Requirements:
Reproduce every one of the following entries line for line, without changing anything.

- - - -

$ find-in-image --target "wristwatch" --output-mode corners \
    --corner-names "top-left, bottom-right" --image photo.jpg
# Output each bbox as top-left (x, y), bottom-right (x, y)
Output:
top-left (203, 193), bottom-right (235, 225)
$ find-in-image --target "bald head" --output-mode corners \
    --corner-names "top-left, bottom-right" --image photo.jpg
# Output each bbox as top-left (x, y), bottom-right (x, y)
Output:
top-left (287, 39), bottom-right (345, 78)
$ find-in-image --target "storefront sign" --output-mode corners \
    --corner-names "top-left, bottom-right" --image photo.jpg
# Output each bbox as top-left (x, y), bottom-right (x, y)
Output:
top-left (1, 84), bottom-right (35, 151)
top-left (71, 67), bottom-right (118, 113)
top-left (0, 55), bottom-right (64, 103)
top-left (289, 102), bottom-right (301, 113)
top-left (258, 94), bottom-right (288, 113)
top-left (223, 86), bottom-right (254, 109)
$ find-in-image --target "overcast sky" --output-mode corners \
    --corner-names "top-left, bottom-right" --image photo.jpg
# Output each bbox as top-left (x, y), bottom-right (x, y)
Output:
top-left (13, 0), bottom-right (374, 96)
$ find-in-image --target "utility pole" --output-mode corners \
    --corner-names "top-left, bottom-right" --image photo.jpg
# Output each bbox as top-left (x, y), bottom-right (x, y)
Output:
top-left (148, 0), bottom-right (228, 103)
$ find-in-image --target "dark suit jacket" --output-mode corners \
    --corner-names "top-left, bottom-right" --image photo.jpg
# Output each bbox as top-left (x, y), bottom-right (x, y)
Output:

- - - -

Problem solution:
$ find-in-image --target "wristwatch" --output-mode corners \
    --corner-names "top-left, bottom-right" --image photo.jpg
# Output each bbox as top-left (x, y), bottom-right (x, y)
Output:
top-left (203, 193), bottom-right (235, 225)
$ find-in-image --target "bald head" --output-mode corners \
    --corner-names "top-left, bottom-right" --image photo.jpg
# Output each bbox as top-left (x, y), bottom-right (x, y)
Output:
top-left (287, 39), bottom-right (345, 78)
$ find-in-image --target "storefront sign" --output-mode corners \
    --corner-names "top-left, bottom-right" --image photo.jpg
# Output each bbox as top-left (x, y), bottom-right (x, y)
Output:
top-left (1, 84), bottom-right (35, 151)
top-left (71, 67), bottom-right (118, 113)
top-left (0, 55), bottom-right (64, 103)
top-left (289, 102), bottom-right (301, 113)
top-left (258, 94), bottom-right (288, 113)
top-left (223, 86), bottom-right (254, 109)
$ find-in-image --target "overcast sky" --output-mode corners \
    --corner-names "top-left, bottom-right" --image photo.jpg
# Output each bbox as top-left (x, y), bottom-right (x, y)
Output:
top-left (13, 0), bottom-right (374, 96)
$ find-in-image --target "utility pole" --output-mode corners \
    --corner-names "top-left, bottom-right" --image photo.jpg
# Output each bbox as top-left (x, y), bottom-right (x, y)
Output:
top-left (148, 0), bottom-right (228, 103)
$ find-in-image --target "dark suit jacket" --output-mode corners \
    --corner-names "top-left, bottom-right" --image photo.jpg
# Output each bbox as top-left (x, y), bottom-right (x, y)
Output:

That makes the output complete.